**Activity:** Here is a listing. Set it down again exactly.
====== Data extracts
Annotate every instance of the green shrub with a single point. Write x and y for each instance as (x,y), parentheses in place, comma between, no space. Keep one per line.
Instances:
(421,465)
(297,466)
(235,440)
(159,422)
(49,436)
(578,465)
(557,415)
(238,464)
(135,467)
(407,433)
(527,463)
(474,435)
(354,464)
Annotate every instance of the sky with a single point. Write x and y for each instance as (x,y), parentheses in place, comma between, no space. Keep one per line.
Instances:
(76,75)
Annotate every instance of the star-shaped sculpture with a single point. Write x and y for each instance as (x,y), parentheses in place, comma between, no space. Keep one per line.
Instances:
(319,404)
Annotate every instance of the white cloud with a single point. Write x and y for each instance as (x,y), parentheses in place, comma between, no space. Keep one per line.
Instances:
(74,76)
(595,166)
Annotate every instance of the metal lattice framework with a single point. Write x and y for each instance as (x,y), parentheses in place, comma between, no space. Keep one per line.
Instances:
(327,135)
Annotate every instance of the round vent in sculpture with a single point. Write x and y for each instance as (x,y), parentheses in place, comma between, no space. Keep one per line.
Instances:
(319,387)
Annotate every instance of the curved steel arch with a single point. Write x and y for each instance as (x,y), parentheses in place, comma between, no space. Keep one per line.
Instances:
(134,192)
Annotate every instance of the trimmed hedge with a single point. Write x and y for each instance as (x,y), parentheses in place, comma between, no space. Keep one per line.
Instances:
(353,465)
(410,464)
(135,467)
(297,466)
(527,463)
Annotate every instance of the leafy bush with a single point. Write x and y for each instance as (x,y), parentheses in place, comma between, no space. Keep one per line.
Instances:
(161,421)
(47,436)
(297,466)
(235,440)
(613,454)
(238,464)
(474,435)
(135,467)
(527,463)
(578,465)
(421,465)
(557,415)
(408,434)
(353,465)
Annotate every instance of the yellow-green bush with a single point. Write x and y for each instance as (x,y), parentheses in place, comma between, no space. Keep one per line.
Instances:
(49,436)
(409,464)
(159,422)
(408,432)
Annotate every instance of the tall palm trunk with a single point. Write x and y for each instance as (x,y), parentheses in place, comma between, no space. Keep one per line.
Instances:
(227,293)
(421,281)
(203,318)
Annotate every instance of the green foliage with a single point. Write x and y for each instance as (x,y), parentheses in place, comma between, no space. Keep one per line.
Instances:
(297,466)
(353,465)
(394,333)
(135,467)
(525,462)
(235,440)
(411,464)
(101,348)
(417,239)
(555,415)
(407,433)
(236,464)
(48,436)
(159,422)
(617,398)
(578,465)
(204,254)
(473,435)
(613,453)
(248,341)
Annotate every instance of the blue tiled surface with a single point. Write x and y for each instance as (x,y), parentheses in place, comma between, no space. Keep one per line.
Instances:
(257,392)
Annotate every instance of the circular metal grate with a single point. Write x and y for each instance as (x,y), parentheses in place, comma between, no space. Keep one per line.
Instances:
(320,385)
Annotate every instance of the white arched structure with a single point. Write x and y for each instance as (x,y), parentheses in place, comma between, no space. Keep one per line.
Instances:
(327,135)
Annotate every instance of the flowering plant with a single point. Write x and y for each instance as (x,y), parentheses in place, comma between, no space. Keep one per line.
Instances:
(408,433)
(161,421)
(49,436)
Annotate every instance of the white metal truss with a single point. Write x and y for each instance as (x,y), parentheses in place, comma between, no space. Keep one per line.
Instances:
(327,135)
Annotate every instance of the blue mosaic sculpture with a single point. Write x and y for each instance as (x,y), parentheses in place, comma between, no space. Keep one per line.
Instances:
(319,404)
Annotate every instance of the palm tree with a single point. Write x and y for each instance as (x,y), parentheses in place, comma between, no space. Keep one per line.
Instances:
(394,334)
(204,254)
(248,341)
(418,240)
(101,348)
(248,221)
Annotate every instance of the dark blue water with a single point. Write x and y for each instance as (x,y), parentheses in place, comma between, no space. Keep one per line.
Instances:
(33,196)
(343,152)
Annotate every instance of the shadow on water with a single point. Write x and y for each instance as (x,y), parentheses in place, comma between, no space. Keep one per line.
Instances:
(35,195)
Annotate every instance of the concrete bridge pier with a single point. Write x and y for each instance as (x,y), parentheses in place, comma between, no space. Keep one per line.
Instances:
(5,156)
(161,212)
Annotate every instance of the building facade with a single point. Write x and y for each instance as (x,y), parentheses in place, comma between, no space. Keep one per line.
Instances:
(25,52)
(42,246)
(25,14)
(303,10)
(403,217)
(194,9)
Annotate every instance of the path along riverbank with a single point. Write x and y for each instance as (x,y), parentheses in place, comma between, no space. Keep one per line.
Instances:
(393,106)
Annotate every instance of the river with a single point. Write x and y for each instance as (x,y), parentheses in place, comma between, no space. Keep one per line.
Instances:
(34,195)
============
**Written solution:**
Annotate every instance of the green shrub with a single point. Write x and y for each instance as (x,y), parentheses in place, comma between, no space. Keep one per line.
Instances:
(421,465)
(297,466)
(235,440)
(159,422)
(49,436)
(578,465)
(557,415)
(238,464)
(135,467)
(407,433)
(527,463)
(474,435)
(354,464)
Annotate every instance of the sky with a single point. Write x and y for each instance as (x,y), parentheses in place, comma between, no space. Keep one per line.
Instances:
(76,75)
Annotate every instance of the star-shaped sculpture with a single point. Write x and y for each instance as (x,y), parentheses in place, comma between, no space. Keep one per line.
Instances:
(319,404)
Annotate every instance of the white cloud with a single point. Write x and y for each instance as (x,y), parentheses in place, comma between, no space. Keep one per line.
Instances:
(74,76)
(595,166)
Annotate every instance of the metal lattice framework with a single point. Write x and y for each instance as (x,y), parentheses in place, comma between, no space. Keep one per line.
Instances:
(327,135)
Annotate every instance of the round vent in sculpture with a single point. Write x and y for each instance as (x,y), parentheses in place, comma between, no space. Keep one per line.
Instances:
(319,387)
Annotate every instance of the curved steel arch with a single point. Write x and y for each instance as (x,y), parentheses in place, comma between, no space. Keep one per line.
Instances:
(134,192)
Annotate every instance of the trimmed hedge with a single point. Write x and y for each instance as (x,y), parentheses in place, comma between, no space. Keep one per line.
Instances:
(353,465)
(410,464)
(135,467)
(297,466)
(527,463)
Annotate every instance of the leafy bush with a single point. Write x and y for each instance as (x,y), parentheses in place, comma between, no space. Keep one per line.
Instances:
(161,421)
(47,436)
(297,466)
(235,440)
(613,454)
(238,464)
(474,435)
(135,467)
(527,463)
(578,465)
(421,465)
(557,415)
(408,434)
(353,465)
Annotate every instance of the yellow-green bush with a single point. Write x and y for each instance as (x,y), parentheses in place, comma between, no space. Keep one per line.
Instances:
(49,436)
(409,464)
(159,422)
(408,432)
Annotate every instance of the tall palm trunk with a single point. Write x and y for each instance as (x,y), parentheses in place, comma between, no space. Keep one per line.
Instances:
(227,293)
(421,281)
(203,318)
Annotate every instance of the green foliage with a single point. Write x and y for each instance as (x,y), parentheses in place, comma between, no space. Keep one per line.
Instances:
(297,466)
(353,465)
(394,333)
(135,467)
(525,462)
(235,440)
(411,464)
(101,348)
(417,239)
(555,415)
(407,433)
(236,464)
(48,436)
(159,422)
(617,398)
(578,465)
(204,254)
(473,435)
(613,453)
(248,341)
Annotate every instance of the blue tiled surface with a single point. Write x and y for each instance as (x,y), parentheses in place, comma between, no space. Keep one per line.
Instances:
(257,392)
Annotate every instance of the circular metal grate with a single point. Write x and y for each instance as (x,y), parentheses in place, comma between, no space. Keep one per line.
Instances:
(320,385)
Annotate every instance of the white arched structure with a single point. Write x and y for each instance as (x,y), parentheses in place, comma between, no space. Keep one per line.
Instances:
(327,135)
Annotate every instance of the flowering plant with a single point. Write x and y for each instance as (x,y), parentheses in place, comma between, no space. Keep one per line.
Instances:
(408,433)
(161,421)
(49,436)
Annotate every instance of the white metal truss with a single point. Write x and y for each instance as (x,y), parentheses in place, comma between, no space. Keep one per line.
Instances:
(327,135)
Annotate every instance of the blue mosaic sculpture with a single point. Write x and y for each instance as (x,y), parentheses in place, comma between, no space. Keep one per line.
Instances:
(319,404)
Annotate every instance of the palm tree with a single point. Write x and y for each instance as (x,y), parentheses in place, comma between, no space. Keep one per line.
Instances:
(394,334)
(204,254)
(248,341)
(418,240)
(101,348)
(248,221)
Annotate every instance of the dark blue water with a single point. Write x and y for each instance as (x,y), parentheses in place, comma between, no space. Keep one per line.
Instances:
(33,196)
(343,152)
Annotate every instance of the shadow on water with a single point. Write x and y for each instance as (x,y), parentheses in place, comma between, no space. Keep one per line.
Instances:
(35,195)
Annotate every instance of the concrete bridge pier with a single point. Write x and y for each instance as (x,y), parentheses in place, comma between, no space. Keep one per line.
Instances:
(5,156)
(161,212)
Annotate every instance of the building facade with a single point. Write x and y for each instance as (x,y), parentheses in place, comma between, no space. Keep one per line.
Instances:
(25,52)
(42,246)
(25,14)
(303,10)
(403,217)
(194,9)
Annotate every instance of the path along riverbank with a single point. Write x and y for each instance as (x,y), parentheses in place, comma between, no space. Keep one per line.
Instances:
(393,106)
Annotate every instance of the river with a single point. Write x and y for each instance as (x,y), parentheses in place, comma between, no space. Keep one per line.
Instances:
(34,195)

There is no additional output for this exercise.